** Begin Records for the task **
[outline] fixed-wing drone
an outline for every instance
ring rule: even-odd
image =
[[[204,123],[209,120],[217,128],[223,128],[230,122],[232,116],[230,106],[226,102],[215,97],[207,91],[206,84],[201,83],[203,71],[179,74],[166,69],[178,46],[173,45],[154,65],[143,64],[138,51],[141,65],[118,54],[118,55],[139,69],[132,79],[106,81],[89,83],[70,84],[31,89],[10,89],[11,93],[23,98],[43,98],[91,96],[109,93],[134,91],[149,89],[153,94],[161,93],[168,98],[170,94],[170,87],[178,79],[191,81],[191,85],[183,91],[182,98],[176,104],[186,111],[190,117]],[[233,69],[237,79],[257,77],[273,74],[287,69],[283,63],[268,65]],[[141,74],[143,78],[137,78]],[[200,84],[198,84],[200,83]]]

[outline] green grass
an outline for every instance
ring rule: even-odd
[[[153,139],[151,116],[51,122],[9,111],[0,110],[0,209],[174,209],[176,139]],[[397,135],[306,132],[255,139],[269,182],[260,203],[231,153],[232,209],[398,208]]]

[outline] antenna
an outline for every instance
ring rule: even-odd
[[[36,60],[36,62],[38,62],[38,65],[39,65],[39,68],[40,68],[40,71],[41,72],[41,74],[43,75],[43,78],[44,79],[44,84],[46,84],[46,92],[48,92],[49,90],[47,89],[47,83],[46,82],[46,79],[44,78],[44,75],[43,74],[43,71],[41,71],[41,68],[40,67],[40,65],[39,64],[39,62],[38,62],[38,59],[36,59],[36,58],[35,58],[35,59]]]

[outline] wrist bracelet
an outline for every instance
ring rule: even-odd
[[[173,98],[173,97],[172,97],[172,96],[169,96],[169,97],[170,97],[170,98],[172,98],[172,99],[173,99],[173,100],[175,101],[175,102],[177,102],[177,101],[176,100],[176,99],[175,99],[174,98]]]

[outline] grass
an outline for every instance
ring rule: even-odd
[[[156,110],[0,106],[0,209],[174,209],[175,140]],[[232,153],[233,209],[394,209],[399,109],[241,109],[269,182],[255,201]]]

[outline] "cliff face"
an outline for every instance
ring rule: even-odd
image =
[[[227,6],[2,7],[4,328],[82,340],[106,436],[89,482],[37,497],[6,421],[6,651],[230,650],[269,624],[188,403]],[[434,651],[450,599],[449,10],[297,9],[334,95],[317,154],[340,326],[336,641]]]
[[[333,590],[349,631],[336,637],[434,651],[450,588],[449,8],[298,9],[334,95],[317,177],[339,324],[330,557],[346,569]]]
** End Records for the task **
◆ Required task ◆
Please rewrite the items above, from the line with "[outline] antenna" up to and including the last line of the items, requests included, and shift every outline coordinate in the answers by -24.

◆ Complete response ◆
[outline] antenna
an outline for every instance
ring rule: even-odd
[[[12,36],[12,38],[14,38],[14,41],[15,41],[15,44],[16,44],[16,47],[17,48],[17,50],[19,51],[19,54],[20,55],[20,60],[22,60],[22,68],[24,68],[25,66],[23,65],[23,59],[22,58],[22,55],[20,54],[20,51],[19,50],[19,47],[17,47],[17,44],[16,43],[16,41],[15,40],[15,38],[14,38],[14,35],[12,35],[12,34],[11,34],[11,35]]]

[outline] wrist bracelet
an outline for every instance
ring rule: even-odd
[[[149,74],[149,73],[148,73],[148,72],[145,72],[145,73],[146,73],[146,74],[148,74],[148,75],[149,75],[149,76],[151,77],[151,78],[153,78],[153,77],[152,76],[152,75],[151,75],[150,74]]]

[outline] grass
an outline for every instance
ring rule: even-odd
[[[132,86],[-24,82],[-24,185],[150,185],[151,116]],[[208,129],[209,185],[370,185],[375,85],[217,85],[245,158],[231,177]]]

[outline] "cliff face"
an outline for every instance
ring rule: even-odd
image =
[[[203,-18],[-22,-17],[-20,304],[58,316],[82,412],[65,458],[13,473],[-18,397],[-18,627],[206,626],[245,600],[164,379]],[[410,627],[426,575],[425,-14],[273,-15],[310,71],[293,130],[316,302],[312,617]]]
[[[309,566],[325,607],[312,613],[410,627],[426,564],[425,-16],[274,-15],[310,71],[293,153],[315,300],[306,533],[322,545]]]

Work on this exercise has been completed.